[Source document]
----
That was but the beginning. The genocide had a eugenic component from whence the documentary gets its name. Thousands of skulls were shipped to Europe, some hanging as ornaments in the army officers’ and their families’ homes, and others ended up in universities where they were phrenologically examined.

“A lot of Germans are saying now that they know the history of the skulls [and] ‘please come take them back because I do not want them in my house anymore’,” says Utji Esther Muinjangue, a social worker based at the University of Namibia.

“Some inherited them from their parents, but it is not a situation where you give it to me and I take it. It has to go through the process because there are Unesco [United Nations Educational, Scientific and Cultural Organisation] laws that describe how the process should go and how the skulls should be handled and so on.”


Chief Vekuii Rukoro (centre) stands with local tribal elders on the mound where German Lieutenant General Lothar von Trotha gave the order to shoot on October 2 1904. (Juergen Baetz, DPA)

Muinjangue says the skulls are scattered across Germany, some in universities such as Charité and Freiburg, with only 20 having been repatriated so far. “Those were the ones they had identified at that time. Recently, when we were in Berlin, we were told that there were many more that were identified and ready to go.”
----
(Saved data entries)

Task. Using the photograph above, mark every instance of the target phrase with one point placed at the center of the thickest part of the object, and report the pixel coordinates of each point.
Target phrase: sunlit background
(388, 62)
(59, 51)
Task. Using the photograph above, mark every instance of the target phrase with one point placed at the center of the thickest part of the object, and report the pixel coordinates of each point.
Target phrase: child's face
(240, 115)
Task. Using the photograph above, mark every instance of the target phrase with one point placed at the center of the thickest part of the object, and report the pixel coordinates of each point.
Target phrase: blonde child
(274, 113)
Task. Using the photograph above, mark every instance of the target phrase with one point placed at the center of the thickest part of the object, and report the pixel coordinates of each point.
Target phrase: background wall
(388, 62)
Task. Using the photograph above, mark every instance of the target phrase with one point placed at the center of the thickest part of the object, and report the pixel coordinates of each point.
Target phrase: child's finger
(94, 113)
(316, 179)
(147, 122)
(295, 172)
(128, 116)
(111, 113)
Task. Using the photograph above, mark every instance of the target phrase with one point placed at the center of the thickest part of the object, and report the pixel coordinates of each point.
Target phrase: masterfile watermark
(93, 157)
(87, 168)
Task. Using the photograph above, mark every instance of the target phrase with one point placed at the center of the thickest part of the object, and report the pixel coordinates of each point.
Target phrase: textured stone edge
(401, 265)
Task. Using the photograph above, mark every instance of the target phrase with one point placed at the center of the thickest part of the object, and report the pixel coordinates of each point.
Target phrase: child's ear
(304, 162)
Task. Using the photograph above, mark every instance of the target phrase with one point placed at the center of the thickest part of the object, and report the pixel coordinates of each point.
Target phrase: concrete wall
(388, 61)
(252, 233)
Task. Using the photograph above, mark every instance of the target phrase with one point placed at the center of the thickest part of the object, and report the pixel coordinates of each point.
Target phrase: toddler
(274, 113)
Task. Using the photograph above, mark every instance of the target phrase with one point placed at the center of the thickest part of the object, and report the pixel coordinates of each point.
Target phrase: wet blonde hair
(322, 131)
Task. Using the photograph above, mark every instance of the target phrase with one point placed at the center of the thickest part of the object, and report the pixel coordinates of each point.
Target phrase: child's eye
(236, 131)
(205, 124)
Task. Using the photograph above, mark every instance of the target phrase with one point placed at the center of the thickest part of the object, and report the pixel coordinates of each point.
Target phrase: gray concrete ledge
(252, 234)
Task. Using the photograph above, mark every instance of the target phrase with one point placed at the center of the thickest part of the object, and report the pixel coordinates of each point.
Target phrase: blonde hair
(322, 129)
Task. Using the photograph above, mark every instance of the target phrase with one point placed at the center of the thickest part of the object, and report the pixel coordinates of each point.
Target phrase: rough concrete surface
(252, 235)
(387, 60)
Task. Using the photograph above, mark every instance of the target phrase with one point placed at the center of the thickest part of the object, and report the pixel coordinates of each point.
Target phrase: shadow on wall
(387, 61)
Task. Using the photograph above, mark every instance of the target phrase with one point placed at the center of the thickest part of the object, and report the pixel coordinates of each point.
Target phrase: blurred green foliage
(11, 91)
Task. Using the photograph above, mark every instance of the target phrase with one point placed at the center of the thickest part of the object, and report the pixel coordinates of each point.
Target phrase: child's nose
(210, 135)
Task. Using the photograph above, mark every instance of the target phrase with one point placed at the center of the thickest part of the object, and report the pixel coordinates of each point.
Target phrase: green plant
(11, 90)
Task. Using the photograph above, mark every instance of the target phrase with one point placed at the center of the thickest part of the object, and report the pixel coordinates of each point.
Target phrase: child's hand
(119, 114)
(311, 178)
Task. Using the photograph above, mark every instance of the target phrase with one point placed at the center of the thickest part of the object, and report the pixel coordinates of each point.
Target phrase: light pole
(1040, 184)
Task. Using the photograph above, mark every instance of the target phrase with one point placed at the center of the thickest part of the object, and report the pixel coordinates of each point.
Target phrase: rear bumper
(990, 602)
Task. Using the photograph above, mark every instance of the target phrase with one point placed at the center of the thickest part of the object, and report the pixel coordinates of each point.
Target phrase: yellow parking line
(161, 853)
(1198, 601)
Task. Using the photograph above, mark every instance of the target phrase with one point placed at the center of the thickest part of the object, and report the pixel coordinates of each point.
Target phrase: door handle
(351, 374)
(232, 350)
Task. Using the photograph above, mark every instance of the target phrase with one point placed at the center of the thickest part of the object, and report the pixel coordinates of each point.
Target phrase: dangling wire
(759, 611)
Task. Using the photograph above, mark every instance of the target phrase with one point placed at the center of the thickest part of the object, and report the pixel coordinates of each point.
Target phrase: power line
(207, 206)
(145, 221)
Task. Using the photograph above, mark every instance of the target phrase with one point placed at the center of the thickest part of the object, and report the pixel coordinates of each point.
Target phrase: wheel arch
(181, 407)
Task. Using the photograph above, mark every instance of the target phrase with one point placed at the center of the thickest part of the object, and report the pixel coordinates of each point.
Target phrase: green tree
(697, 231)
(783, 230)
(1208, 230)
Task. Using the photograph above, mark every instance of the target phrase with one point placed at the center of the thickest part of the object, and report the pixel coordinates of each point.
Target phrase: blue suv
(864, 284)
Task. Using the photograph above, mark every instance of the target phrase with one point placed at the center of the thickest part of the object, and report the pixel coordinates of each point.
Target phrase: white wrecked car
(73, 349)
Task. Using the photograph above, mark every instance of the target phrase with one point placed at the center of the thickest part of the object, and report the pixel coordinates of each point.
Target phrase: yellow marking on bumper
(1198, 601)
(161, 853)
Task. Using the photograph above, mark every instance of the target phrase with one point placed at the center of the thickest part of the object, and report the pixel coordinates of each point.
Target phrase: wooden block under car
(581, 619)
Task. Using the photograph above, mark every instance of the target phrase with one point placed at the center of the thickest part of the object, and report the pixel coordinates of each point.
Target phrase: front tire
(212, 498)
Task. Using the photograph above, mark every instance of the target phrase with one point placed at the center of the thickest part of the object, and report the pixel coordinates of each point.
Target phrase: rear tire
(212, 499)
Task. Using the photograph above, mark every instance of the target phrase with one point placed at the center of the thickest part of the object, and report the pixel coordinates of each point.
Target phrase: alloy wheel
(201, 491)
----
Reproduce the passage about the skulls above word for word, starting with "That was but" and going on through "University of Namibia.".

That was but the beginning. The genocide had a eugenic component from whence the documentary gets its name. Thousands of skulls were shipped to Europe, some hanging as ornaments in the army officers’ and their families’ homes, and others ended up in universities where they were phrenologically examined.

“A lot of Germans are saying now that they know the history of the skulls [and] ‘please come take them back because I do not want them in my house anymore’,” says Utji Esther Muinjangue, a social worker based at the University of Namibia.